### DOCUMENT SECTION
========

Spring 2007 - February 9
Dept of Physics & Astronomy
University of Maine, Orono, Maine
Nuri W. Emanetoglu
Electrical and Computer Engineering Department, UMaine
Novel Integrated Piezoelectric and Optoelectronic sensors and Devices and their system applications
ZnO is an emerging wide bandgap semiconductor (3.32 eV at room temperature), and is also a well known piezoelectric material. The ZnO research at Rutgers has pursued both optoelectronic and piezoelectric applications, culminating in integrated acousto-opto-electronic devices. This research covers material growth, mainly with metal organic chemical vapor deposition (MOCVD), fabrication process development, device design, fabrication and testing. The ZnO/ r-plane sapphire (r-Al2O3) system, with its high effective coupling and high acoustic velocities, is attractive for surface acoustic wave (SAW) filters and resonators operating in the low GHz region. Acoustic wave property tailoring, by using the new piezoelectric ternary compound magnesium zinc oxide (MgxZn1-xO) and MgxZn1-xO/ ZnO heterostructures, has been demonstrated. Two novel devices, the monolithically integrated tunable surface acoustic wave (MITSAW) device and SAW UV photodetector, which integrate ZnO’s electrical, optical and piezoelectric properties using multilayer structures on r-plane sapphire (r-Al2O3) substrates will be presented. The interaction between the free carriers in the semiconducting layer with the electrical field accompanying the propagating SAW in the piezoelectric layer changes the SAW velocity. This perturbation of the SAW velocity results in a phase shift in the device output. In the MITSAW device, a gate bias voltage modulates the carrier concentration in the semiconducting layer, and therefore the acoustic velocity. In the SAW UV detector, the carriers are generated in the semiconducting layer by absorption of UV light. In the ZnO/r-Al2O3 system, the first higher order acoustic wave mode, the Sezawa mode, has higher acoustic velocity and larger coupling coefficient than the base Rayleigh wave mode, which results in a larger phase shift in both devices. These novel ZnO integrated SAW optoelectronic devices could be used as passive remote wireless sensors, voltage-controlled oscillators and chemical/biochemical sensors for gas-phase and liquid-phase sensing. Sensors based on ZnO thin film resonators on Si substrates, as well as LiNbO3 SAW devices utilizing ZnO nanotip arrays for DNA and protein binding enhancement were also demonstrated.
The ZnO research was supported by the NSF (ECS-0088549, CCR-0103096, ECS-0224166), and by the NJ Commission on Science and Technology Excellence Center Program.

========

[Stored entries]
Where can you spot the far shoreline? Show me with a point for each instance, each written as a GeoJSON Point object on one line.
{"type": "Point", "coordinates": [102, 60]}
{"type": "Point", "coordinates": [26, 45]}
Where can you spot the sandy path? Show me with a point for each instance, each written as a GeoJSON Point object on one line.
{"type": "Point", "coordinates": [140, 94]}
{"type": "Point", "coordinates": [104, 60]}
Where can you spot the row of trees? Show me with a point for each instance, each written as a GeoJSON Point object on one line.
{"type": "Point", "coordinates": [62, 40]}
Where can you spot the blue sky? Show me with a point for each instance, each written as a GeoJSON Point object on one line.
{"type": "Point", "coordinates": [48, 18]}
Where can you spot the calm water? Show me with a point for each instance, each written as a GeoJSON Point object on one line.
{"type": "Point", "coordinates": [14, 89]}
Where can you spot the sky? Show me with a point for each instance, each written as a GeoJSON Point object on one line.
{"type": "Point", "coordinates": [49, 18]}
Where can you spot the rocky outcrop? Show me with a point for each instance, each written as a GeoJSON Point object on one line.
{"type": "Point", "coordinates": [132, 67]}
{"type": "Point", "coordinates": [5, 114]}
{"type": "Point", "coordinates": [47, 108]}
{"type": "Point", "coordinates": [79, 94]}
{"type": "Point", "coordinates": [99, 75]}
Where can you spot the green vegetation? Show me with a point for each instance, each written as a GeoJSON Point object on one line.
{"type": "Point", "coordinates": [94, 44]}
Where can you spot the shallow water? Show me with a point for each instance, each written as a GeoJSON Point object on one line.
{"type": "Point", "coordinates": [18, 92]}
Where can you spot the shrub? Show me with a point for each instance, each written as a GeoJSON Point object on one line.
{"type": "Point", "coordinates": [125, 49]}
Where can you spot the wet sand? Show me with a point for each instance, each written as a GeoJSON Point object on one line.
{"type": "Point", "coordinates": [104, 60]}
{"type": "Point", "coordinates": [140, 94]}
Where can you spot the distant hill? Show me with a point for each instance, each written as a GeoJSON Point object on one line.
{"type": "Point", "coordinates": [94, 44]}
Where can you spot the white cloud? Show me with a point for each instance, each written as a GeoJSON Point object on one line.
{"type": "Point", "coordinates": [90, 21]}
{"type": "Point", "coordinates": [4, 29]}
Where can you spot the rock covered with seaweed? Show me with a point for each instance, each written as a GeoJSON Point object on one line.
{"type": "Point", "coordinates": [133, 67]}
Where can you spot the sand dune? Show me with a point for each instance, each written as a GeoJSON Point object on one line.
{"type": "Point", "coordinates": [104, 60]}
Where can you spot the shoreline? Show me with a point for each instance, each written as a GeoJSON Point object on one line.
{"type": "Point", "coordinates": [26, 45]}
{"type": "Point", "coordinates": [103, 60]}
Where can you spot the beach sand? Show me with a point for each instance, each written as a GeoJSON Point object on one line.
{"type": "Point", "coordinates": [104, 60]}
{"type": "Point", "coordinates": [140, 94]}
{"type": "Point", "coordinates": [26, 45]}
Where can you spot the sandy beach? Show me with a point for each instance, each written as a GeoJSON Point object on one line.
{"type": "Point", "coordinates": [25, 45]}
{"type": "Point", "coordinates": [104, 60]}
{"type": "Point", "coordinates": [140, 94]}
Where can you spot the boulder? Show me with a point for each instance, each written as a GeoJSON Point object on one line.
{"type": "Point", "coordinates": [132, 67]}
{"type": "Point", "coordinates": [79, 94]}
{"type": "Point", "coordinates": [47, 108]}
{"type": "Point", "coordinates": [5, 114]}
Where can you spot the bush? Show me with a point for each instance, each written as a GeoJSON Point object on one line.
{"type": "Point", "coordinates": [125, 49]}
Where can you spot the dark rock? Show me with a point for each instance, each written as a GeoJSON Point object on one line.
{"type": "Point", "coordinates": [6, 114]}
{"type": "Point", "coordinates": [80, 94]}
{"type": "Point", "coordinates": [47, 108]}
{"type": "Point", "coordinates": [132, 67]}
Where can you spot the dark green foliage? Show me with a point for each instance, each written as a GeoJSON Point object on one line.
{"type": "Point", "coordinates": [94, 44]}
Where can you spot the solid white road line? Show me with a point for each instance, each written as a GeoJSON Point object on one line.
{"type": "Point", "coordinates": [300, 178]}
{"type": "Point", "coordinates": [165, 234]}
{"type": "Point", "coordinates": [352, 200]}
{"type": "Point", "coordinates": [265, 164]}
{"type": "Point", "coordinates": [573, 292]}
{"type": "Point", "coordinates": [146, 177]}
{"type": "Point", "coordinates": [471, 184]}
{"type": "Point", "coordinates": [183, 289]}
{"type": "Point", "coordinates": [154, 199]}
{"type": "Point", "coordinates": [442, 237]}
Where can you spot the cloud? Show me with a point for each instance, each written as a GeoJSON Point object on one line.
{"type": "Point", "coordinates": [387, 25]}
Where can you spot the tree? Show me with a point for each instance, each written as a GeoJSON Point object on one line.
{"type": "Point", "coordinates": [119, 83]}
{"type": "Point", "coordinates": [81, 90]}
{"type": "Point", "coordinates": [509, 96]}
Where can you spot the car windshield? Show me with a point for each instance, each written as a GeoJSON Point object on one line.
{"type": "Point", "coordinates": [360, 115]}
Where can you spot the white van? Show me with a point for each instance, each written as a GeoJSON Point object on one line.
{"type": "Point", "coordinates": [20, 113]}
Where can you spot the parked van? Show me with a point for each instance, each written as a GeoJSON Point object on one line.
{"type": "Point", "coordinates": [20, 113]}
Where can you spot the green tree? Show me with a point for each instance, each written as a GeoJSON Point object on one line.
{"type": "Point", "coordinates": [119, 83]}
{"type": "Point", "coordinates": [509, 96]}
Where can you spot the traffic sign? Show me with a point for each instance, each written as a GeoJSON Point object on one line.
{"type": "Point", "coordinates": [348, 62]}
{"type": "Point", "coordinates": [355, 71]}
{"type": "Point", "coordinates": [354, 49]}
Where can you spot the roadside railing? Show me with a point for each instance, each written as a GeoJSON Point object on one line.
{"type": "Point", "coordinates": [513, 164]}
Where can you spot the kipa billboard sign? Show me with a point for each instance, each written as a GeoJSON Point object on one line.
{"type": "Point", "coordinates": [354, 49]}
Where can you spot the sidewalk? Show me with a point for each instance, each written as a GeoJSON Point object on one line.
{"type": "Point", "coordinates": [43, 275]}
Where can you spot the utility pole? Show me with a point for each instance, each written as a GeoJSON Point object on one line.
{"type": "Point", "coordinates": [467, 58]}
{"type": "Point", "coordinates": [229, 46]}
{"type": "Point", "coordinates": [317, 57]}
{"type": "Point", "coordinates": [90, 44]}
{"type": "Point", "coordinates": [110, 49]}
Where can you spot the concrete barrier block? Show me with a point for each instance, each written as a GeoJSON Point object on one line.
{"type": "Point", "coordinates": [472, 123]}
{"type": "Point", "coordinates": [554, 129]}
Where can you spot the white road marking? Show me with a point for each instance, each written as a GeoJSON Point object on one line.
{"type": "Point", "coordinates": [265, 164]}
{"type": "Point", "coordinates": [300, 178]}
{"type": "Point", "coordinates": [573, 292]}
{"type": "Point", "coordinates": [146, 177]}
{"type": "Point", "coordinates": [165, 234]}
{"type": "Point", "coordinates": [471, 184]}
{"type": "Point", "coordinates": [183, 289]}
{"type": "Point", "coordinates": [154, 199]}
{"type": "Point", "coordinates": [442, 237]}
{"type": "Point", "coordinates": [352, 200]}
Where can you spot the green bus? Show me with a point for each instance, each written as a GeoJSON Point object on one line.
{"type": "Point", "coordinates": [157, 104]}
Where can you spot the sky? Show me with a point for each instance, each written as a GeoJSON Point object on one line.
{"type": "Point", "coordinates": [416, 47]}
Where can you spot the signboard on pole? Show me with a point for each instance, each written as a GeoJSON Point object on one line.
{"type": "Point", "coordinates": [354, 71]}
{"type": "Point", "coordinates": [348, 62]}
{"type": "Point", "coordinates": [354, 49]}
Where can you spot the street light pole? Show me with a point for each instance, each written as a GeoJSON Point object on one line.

========

### ACTION ITEM
From the seminar abstract above, quote the passage between "The ZnO research was" and "Excellence Center Program.", inclusive.

### REPLY
The ZnO research was supported by the NSF (ECS-0088549, CCR-0103096, ECS-0224166), and by the NJ Commission on Science and Technology Excellence Center Program.